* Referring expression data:
--- --- ---
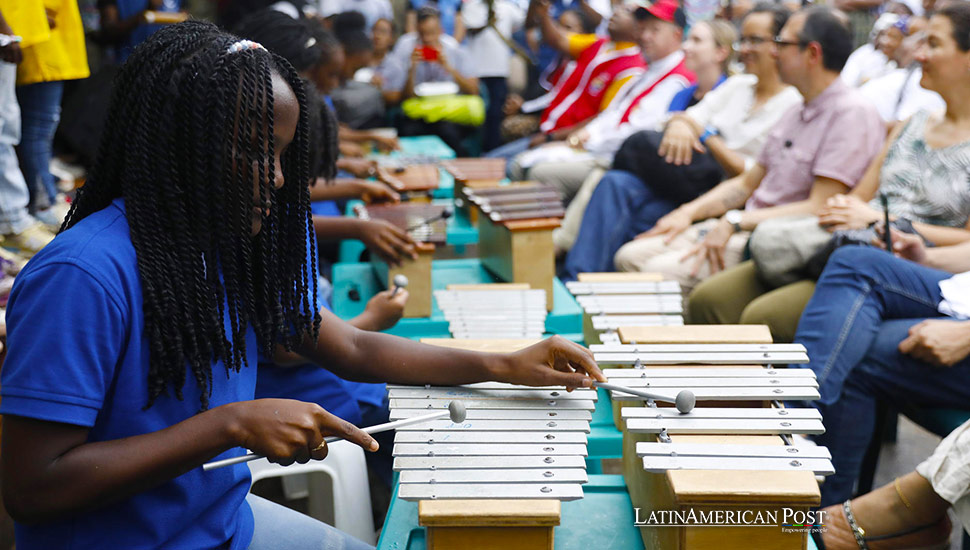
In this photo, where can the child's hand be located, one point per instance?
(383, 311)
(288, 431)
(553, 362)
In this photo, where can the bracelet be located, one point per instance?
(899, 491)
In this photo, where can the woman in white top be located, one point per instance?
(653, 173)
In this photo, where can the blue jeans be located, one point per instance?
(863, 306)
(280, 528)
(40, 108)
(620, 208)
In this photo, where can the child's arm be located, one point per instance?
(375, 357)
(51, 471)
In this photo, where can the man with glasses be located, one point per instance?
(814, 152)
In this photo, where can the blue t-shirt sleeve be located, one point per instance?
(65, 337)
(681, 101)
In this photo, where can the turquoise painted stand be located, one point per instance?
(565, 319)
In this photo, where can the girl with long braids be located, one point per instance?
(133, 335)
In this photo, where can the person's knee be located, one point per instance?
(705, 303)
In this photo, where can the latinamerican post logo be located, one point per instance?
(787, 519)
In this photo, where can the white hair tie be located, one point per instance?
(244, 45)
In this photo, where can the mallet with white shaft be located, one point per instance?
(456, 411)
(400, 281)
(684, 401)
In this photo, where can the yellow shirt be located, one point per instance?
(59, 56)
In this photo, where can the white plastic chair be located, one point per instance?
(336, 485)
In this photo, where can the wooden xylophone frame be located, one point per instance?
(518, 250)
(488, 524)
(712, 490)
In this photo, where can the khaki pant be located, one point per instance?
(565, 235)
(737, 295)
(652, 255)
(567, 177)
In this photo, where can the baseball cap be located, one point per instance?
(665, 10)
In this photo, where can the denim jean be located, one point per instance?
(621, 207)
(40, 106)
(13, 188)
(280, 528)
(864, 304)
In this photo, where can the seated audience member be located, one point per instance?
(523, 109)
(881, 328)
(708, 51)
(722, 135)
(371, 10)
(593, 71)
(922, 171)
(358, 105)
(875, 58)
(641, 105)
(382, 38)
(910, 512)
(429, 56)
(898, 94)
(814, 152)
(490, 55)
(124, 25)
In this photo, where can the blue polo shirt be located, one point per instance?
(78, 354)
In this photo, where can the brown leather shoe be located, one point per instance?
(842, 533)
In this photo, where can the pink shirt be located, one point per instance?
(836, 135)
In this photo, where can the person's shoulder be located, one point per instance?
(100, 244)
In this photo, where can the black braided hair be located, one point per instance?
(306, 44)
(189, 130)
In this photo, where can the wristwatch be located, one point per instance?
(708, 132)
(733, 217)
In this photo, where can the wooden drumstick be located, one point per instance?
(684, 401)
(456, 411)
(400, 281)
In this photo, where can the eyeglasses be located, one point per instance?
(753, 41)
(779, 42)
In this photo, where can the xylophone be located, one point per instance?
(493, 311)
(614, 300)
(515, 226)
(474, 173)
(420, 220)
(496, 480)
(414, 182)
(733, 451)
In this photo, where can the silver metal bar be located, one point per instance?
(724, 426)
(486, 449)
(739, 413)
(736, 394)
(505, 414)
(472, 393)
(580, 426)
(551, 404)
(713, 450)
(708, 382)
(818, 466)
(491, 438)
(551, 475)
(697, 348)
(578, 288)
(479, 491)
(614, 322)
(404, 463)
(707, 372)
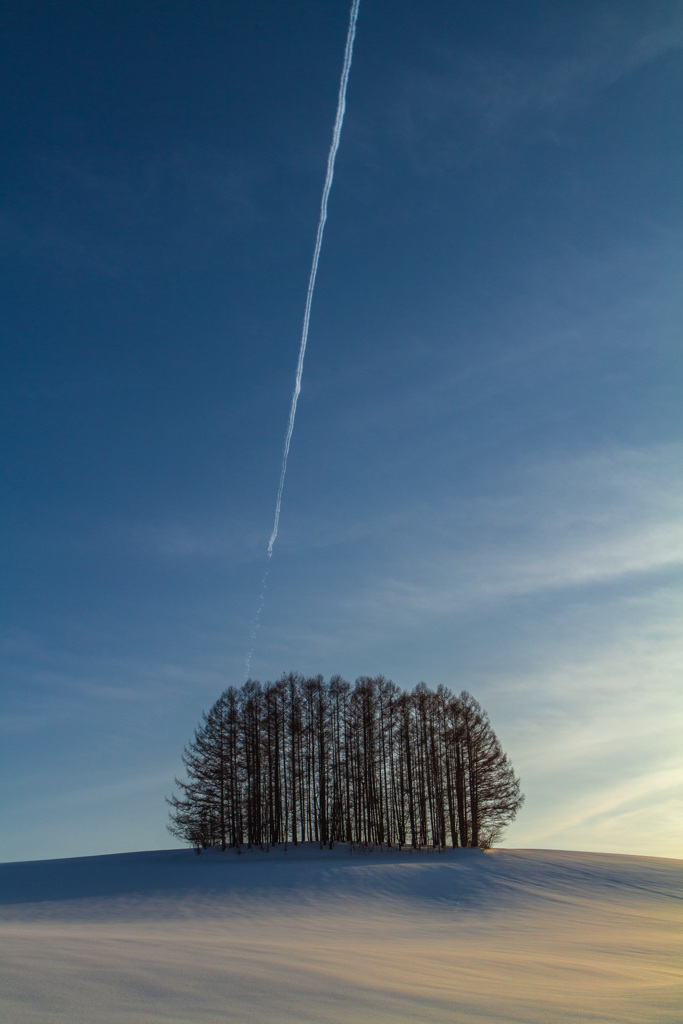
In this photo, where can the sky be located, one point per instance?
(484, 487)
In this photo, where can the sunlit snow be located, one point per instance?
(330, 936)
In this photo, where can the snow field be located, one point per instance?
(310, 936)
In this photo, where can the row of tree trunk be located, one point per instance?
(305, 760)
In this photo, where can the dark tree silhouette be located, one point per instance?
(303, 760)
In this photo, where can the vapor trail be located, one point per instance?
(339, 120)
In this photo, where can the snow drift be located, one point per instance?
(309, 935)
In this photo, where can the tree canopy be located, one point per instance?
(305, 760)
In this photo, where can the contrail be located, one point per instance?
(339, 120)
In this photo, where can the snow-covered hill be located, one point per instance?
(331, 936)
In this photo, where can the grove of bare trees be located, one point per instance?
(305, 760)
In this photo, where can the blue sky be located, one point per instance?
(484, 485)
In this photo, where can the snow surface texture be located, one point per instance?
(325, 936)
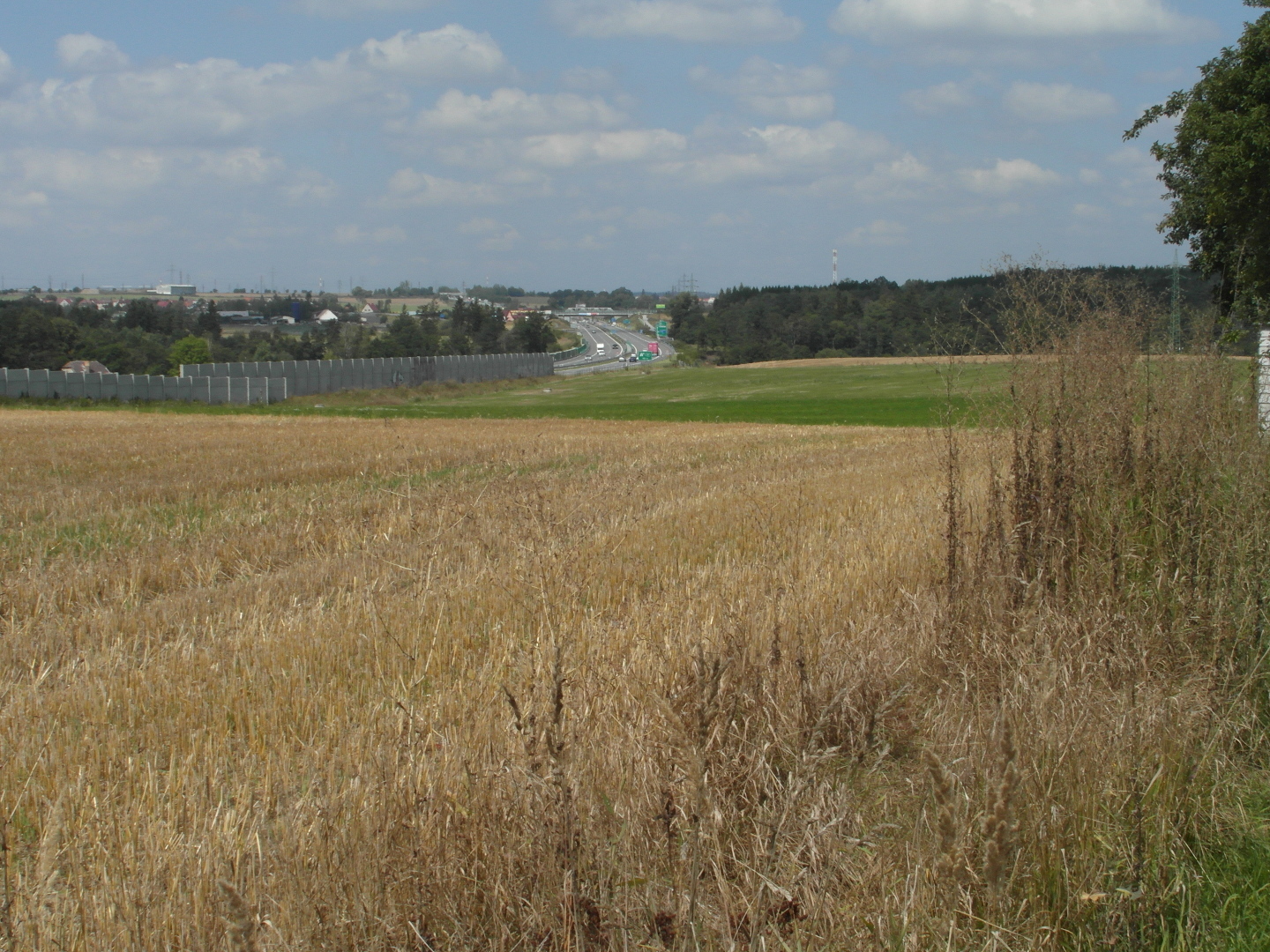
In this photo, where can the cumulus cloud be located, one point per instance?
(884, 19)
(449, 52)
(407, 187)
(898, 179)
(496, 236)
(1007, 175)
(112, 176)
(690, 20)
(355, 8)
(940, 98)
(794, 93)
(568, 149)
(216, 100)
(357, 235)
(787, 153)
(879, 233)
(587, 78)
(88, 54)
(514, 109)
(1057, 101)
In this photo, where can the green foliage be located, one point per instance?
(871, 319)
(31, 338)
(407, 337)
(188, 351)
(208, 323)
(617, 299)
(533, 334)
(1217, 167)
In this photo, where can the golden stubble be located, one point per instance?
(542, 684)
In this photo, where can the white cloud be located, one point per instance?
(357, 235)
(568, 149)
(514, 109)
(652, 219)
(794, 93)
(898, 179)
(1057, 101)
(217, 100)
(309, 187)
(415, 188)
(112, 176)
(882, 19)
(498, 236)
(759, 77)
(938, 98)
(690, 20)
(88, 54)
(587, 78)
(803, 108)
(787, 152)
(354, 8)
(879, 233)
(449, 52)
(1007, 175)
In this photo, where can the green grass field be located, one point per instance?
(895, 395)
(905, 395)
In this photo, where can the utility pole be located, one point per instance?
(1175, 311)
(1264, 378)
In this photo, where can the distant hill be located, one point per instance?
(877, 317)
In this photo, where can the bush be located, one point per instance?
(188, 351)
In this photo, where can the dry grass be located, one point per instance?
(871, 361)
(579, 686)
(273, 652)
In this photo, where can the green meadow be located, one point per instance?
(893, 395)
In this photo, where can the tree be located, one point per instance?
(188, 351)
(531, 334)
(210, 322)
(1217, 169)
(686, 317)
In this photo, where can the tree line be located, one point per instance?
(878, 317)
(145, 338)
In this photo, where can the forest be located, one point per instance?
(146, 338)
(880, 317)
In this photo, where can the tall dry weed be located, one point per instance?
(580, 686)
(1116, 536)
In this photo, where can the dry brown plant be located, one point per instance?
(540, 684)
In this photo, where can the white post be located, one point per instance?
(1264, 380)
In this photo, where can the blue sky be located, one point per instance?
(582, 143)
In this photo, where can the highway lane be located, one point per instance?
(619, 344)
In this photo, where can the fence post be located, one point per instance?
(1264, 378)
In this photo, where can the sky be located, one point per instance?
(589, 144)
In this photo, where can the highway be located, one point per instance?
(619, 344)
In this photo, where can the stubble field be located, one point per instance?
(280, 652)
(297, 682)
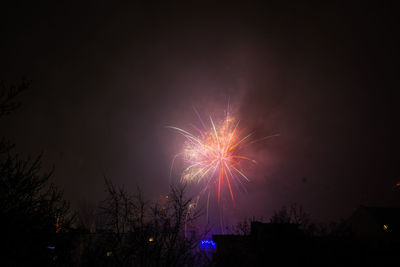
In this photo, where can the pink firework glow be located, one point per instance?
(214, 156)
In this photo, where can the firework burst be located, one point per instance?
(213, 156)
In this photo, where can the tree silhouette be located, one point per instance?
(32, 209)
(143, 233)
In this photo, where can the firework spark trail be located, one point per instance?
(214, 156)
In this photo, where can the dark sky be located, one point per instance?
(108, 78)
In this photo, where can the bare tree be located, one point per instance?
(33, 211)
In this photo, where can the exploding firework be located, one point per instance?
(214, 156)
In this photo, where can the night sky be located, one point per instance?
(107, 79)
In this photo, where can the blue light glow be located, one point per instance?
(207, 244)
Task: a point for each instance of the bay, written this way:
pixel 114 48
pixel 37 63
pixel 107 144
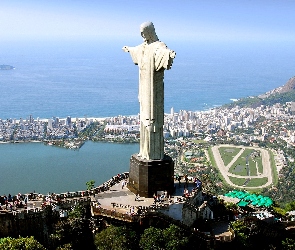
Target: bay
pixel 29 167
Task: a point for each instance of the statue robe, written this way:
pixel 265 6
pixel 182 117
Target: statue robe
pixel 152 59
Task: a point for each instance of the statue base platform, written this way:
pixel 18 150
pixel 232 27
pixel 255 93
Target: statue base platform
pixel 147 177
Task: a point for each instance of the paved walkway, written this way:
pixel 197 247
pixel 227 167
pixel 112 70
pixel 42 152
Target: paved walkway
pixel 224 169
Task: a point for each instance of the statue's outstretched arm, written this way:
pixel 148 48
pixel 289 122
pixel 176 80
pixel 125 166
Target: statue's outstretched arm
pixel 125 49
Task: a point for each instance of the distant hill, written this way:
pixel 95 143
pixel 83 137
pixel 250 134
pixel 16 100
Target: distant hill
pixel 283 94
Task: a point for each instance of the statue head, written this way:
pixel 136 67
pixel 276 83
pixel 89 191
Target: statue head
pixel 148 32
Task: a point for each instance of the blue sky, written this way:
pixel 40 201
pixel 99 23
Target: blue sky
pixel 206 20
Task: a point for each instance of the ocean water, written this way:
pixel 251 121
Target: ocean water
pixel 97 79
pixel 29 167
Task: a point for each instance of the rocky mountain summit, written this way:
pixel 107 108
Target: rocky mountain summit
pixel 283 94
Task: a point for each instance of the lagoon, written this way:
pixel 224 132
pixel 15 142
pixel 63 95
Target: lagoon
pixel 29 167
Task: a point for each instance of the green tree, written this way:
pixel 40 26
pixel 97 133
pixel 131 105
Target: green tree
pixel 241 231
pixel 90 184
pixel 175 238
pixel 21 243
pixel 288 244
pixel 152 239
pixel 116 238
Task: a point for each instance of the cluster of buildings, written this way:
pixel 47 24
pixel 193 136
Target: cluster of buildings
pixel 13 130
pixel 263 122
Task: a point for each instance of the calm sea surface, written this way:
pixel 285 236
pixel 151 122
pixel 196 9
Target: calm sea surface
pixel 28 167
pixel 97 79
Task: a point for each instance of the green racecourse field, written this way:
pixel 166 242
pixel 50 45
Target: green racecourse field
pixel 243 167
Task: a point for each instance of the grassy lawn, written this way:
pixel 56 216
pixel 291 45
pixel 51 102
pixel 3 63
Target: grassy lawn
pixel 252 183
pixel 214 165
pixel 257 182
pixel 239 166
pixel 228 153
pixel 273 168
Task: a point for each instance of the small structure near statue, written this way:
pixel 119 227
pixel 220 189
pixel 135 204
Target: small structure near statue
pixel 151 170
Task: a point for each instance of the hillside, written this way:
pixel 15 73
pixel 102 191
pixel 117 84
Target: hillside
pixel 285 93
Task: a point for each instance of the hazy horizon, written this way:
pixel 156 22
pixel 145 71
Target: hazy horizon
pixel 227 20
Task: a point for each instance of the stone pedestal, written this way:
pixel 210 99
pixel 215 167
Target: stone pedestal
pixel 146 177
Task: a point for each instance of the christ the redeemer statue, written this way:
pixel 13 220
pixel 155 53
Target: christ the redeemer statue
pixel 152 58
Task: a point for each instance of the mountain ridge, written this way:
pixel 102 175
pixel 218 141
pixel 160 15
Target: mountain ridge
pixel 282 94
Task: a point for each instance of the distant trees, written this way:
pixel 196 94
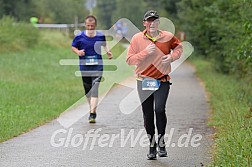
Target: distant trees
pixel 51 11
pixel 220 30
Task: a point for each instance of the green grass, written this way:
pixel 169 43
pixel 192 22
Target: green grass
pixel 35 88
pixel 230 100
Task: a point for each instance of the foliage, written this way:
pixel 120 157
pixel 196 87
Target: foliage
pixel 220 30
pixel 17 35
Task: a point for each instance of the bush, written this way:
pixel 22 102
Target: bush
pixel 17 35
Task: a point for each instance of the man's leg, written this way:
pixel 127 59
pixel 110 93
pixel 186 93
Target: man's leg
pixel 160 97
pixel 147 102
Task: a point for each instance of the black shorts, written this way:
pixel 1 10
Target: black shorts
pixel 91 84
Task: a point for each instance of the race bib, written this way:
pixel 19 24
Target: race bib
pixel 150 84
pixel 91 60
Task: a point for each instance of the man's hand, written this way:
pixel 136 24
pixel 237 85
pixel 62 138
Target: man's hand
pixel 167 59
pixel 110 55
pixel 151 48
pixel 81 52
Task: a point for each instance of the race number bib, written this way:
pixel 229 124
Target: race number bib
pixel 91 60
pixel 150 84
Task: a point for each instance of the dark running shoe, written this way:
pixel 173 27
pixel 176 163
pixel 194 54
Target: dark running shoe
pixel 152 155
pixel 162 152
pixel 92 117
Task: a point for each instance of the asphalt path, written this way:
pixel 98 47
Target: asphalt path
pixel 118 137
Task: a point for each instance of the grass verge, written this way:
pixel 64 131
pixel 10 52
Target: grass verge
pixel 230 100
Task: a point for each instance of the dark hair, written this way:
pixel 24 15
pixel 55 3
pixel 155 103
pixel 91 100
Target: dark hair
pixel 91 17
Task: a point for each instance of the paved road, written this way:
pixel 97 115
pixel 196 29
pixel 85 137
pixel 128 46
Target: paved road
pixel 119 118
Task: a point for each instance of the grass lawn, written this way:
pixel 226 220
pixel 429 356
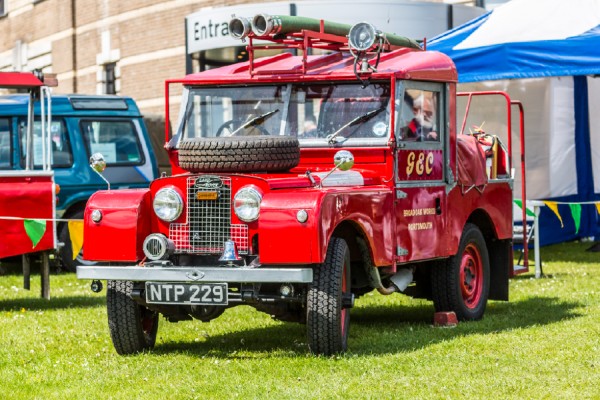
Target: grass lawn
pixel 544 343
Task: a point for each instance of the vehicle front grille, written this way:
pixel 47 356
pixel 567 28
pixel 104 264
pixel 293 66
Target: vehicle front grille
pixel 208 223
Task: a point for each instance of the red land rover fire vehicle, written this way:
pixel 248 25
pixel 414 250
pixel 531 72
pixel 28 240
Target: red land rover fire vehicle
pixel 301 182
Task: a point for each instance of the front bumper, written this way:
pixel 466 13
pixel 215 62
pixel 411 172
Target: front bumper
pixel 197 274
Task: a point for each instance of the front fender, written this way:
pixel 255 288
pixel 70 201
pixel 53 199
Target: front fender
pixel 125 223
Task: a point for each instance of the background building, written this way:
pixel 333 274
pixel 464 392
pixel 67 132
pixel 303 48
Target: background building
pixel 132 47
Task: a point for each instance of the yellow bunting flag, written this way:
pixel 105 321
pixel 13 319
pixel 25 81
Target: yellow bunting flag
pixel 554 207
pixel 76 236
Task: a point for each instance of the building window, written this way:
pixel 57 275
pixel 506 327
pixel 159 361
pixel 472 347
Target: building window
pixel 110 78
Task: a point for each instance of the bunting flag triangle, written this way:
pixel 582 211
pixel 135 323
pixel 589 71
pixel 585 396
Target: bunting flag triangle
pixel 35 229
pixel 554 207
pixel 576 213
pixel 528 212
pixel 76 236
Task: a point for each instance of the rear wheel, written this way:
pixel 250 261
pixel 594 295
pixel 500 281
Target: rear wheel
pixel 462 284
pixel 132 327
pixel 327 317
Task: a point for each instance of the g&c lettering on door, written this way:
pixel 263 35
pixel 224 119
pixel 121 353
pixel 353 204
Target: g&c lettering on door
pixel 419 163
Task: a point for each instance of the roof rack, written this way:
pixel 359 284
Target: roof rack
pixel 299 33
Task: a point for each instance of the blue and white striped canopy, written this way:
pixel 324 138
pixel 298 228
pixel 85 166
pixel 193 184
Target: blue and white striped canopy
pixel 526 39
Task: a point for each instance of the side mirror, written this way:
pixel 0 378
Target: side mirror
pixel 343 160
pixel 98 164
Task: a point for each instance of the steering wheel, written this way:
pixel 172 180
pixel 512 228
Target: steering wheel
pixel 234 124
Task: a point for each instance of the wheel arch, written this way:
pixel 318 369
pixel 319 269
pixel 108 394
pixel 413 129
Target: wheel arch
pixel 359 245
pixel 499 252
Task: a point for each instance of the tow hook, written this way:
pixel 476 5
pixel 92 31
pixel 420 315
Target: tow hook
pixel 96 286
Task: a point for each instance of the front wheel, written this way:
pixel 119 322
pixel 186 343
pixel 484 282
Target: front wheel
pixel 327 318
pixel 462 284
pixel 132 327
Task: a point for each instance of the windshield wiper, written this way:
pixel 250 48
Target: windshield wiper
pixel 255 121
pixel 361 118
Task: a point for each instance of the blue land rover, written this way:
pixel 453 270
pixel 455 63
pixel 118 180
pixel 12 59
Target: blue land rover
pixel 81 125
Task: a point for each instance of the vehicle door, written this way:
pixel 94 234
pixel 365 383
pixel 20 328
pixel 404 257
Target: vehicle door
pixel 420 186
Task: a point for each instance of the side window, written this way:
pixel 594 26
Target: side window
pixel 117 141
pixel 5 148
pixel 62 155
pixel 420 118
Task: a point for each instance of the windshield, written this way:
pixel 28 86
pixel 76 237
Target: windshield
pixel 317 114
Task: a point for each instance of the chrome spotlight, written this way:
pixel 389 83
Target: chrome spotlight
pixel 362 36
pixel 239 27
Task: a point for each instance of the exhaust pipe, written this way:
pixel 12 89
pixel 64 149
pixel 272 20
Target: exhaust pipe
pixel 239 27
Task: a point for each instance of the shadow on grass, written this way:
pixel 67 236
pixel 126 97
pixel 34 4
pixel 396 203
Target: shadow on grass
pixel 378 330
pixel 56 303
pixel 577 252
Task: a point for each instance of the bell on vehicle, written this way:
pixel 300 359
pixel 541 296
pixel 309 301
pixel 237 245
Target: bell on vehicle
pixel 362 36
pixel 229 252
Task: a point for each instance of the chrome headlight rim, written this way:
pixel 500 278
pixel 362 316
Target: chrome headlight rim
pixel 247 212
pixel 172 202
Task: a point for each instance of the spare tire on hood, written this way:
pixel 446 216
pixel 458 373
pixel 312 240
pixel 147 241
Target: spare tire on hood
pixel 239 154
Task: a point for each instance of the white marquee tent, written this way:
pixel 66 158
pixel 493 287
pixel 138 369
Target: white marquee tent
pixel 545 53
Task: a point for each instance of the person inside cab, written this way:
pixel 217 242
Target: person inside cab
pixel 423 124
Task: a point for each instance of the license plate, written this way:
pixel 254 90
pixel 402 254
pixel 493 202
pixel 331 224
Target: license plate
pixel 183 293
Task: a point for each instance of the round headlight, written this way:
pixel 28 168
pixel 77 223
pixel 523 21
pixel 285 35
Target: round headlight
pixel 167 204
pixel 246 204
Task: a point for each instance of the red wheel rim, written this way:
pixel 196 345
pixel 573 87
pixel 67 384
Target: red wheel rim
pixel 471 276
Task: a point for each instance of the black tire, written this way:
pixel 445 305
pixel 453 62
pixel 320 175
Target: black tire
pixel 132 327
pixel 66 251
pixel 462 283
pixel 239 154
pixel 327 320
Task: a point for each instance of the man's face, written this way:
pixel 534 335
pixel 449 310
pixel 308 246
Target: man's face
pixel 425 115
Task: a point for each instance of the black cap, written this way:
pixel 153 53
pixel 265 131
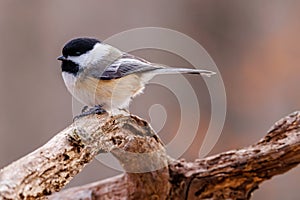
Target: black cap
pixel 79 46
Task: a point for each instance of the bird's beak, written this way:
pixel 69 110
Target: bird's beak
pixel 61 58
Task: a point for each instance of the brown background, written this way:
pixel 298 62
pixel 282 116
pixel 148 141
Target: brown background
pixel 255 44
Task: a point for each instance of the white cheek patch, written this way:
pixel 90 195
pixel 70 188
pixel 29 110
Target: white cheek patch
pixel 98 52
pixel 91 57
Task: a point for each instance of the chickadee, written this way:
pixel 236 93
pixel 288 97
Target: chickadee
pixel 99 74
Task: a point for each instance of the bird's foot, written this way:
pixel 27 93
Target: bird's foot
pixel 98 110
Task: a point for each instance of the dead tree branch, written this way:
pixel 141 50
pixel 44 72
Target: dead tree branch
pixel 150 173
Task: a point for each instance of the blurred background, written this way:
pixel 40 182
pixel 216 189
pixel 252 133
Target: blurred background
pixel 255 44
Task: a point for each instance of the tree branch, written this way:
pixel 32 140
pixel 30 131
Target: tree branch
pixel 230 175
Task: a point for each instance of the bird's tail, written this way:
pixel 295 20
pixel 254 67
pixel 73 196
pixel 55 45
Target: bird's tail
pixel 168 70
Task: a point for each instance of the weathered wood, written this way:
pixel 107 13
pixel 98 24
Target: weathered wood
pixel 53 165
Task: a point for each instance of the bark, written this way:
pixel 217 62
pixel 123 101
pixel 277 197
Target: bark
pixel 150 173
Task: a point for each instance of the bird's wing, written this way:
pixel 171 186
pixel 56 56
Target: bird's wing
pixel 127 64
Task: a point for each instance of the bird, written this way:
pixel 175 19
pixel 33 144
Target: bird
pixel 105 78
--- --- ---
* How to complete this task: As the answer, set down only the lines from the data above between the one holding "pixel 318 369" and the one holding "pixel 250 48", inclusive, exactly as they read.

* Response:
pixel 318 369
pixel 319 269
pixel 108 394
pixel 413 129
Target: wheel arch
pixel 359 245
pixel 499 252
Task: a point for each instance of the tow hook, written this way:
pixel 476 5
pixel 92 31
pixel 420 315
Target: tow hook
pixel 96 286
Task: a point for each instance of the front wheel, written this way:
pixel 119 322
pixel 186 343
pixel 484 282
Target: front wheel
pixel 327 318
pixel 462 284
pixel 132 327
Task: a point for each instance of the windshield wiper, written this way:
pixel 250 48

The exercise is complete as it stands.